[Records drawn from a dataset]
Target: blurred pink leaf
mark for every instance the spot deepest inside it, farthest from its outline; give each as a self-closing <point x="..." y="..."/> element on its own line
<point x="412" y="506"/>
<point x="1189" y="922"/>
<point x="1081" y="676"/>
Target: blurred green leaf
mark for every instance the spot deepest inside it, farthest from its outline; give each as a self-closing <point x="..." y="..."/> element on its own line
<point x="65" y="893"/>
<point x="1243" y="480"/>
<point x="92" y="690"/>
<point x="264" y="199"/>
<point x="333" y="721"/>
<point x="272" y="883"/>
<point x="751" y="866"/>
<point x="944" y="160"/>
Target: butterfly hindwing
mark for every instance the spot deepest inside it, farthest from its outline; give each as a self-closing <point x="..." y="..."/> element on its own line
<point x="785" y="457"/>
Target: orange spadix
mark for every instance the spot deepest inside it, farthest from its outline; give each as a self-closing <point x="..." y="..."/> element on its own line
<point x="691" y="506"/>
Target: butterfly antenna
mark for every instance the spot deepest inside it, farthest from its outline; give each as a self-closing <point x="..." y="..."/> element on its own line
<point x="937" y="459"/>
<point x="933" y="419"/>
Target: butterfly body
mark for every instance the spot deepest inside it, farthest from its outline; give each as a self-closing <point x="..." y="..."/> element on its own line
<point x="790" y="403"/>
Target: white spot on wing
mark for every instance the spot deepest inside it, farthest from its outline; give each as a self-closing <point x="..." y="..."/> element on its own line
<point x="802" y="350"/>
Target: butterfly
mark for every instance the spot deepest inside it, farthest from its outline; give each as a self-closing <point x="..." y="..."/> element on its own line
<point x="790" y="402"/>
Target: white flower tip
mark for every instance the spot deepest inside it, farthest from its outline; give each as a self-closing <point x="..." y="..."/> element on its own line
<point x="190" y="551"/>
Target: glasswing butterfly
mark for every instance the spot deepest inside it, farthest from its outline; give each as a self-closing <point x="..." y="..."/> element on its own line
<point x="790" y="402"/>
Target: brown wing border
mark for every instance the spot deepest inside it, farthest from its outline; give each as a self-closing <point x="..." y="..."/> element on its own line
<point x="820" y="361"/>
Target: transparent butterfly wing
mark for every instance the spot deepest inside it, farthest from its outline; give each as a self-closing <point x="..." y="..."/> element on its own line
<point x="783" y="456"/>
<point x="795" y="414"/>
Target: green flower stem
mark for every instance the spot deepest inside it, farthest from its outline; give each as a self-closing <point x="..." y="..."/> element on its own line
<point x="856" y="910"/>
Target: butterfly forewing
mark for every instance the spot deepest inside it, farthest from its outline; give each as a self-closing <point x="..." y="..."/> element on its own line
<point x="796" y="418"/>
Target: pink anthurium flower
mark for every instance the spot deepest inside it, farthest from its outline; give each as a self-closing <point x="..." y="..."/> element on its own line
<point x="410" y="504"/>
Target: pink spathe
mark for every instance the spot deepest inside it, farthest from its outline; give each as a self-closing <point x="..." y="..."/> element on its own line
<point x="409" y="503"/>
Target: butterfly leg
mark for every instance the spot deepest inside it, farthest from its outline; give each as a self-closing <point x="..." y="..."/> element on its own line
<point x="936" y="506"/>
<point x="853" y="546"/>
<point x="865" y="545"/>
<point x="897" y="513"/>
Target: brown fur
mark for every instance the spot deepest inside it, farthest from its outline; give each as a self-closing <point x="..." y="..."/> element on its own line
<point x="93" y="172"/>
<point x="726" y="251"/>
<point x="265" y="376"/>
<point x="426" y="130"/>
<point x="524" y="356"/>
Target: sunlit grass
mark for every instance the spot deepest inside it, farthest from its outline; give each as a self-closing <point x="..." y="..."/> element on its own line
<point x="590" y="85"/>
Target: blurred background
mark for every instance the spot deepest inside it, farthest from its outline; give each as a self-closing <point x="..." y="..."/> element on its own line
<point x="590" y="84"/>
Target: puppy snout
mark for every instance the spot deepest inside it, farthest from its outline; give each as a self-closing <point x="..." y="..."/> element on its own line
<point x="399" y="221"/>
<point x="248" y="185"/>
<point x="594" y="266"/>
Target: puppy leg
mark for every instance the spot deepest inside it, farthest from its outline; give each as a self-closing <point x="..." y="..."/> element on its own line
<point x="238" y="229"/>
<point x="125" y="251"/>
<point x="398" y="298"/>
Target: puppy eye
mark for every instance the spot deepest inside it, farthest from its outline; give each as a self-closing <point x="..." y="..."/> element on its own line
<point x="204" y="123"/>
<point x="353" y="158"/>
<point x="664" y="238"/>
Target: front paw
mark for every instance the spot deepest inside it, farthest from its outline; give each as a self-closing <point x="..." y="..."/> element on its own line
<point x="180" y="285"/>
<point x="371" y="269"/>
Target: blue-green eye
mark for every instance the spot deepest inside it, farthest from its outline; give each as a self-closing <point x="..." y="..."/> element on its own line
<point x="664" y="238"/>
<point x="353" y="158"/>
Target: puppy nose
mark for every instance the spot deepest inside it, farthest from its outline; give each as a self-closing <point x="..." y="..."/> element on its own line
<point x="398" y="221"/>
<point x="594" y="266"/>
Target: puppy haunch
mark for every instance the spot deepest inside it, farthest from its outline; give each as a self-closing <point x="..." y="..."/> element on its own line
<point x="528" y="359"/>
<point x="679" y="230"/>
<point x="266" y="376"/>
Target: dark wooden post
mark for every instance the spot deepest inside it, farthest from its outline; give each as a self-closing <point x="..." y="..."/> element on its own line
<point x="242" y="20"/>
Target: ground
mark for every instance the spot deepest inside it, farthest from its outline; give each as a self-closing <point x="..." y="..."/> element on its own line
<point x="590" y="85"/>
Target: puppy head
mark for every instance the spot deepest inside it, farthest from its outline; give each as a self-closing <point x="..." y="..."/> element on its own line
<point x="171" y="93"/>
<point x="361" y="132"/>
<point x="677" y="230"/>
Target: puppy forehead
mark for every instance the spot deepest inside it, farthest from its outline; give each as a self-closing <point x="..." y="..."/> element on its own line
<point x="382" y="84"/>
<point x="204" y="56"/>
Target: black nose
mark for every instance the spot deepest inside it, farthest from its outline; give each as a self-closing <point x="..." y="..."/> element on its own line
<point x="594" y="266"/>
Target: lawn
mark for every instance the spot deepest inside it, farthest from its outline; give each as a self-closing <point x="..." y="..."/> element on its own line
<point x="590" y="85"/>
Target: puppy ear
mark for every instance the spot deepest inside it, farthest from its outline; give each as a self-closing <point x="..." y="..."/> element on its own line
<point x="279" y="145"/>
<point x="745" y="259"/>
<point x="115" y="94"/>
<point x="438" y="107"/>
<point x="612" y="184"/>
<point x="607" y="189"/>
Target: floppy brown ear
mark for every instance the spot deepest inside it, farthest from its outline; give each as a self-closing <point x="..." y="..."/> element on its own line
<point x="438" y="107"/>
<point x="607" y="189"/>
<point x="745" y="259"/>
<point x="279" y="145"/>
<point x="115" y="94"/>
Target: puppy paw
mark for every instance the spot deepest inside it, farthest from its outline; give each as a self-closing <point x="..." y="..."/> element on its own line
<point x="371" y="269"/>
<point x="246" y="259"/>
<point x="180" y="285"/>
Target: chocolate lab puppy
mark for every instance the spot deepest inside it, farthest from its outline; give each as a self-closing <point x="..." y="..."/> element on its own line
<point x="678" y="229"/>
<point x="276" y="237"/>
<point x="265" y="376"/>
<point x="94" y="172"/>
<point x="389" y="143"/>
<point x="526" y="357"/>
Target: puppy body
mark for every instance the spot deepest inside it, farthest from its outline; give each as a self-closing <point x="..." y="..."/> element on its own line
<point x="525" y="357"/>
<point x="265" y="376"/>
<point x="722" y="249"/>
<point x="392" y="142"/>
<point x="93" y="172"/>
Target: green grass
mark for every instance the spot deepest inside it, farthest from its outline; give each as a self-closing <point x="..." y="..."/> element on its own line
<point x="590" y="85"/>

» **Exercise goal**
Please print, exactly and with nothing else, the lines from the first line of the entries through the line containing "Target: brown wing border".

» **Reply to the task**
Target: blurred pink leaf
mark for every instance the spot deepest inside it, farthest from its outline; give each as a self-closing <point x="..." y="..."/> element on its own line
<point x="412" y="506"/>
<point x="1189" y="922"/>
<point x="1081" y="676"/>
Target: blurred green leaf
mark for every instance the spot deepest inside it, farthest from its outline; give each as a self-closing <point x="..." y="..."/> element on its own line
<point x="65" y="893"/>
<point x="1243" y="480"/>
<point x="92" y="690"/>
<point x="264" y="199"/>
<point x="333" y="721"/>
<point x="272" y="883"/>
<point x="751" y="866"/>
<point x="944" y="160"/>
Target: butterfly hindwing
mark for every instance the spot deepest inside it, farthest from its outline; give each as a self-closing <point x="..." y="..."/> element on its own line
<point x="785" y="457"/>
Target: orange spadix
mark for every instance the spot deepest inside it, farthest from its outline; give each as a self-closing <point x="..." y="..."/> element on its own line
<point x="691" y="506"/>
Target: butterfly antenna
mark for every instance the spot deepest inside it, farthest from its outline; give each as a self-closing <point x="..." y="..."/> element on its own line
<point x="937" y="459"/>
<point x="933" y="419"/>
Target: butterfly body
mark for every instance the spot deepest inside it, farthest from its outline; give each as a self-closing <point x="..." y="..."/> element on its own line
<point x="790" y="403"/>
Target: white spot on wing
mark for every instance the spot deepest inside it, farthest from its outline; give each as a self-closing <point x="..." y="..."/> element on its own line
<point x="802" y="350"/>
Target: butterfly
mark for every instance the spot deepest inside it, farthest from its outline; give each as a self-closing <point x="..." y="..."/> element on its own line
<point x="790" y="402"/>
Target: white flower tip
mark for every instance the spot deepest inside it, farthest from its outline; give each as a self-closing <point x="..." y="..."/> element on its own line
<point x="190" y="551"/>
Target: glasswing butterfly
mark for every instance the spot deepest inside it, farthest from its outline; give each as a self-closing <point x="..." y="..."/> element on its own line
<point x="790" y="402"/>
Target: brown wing border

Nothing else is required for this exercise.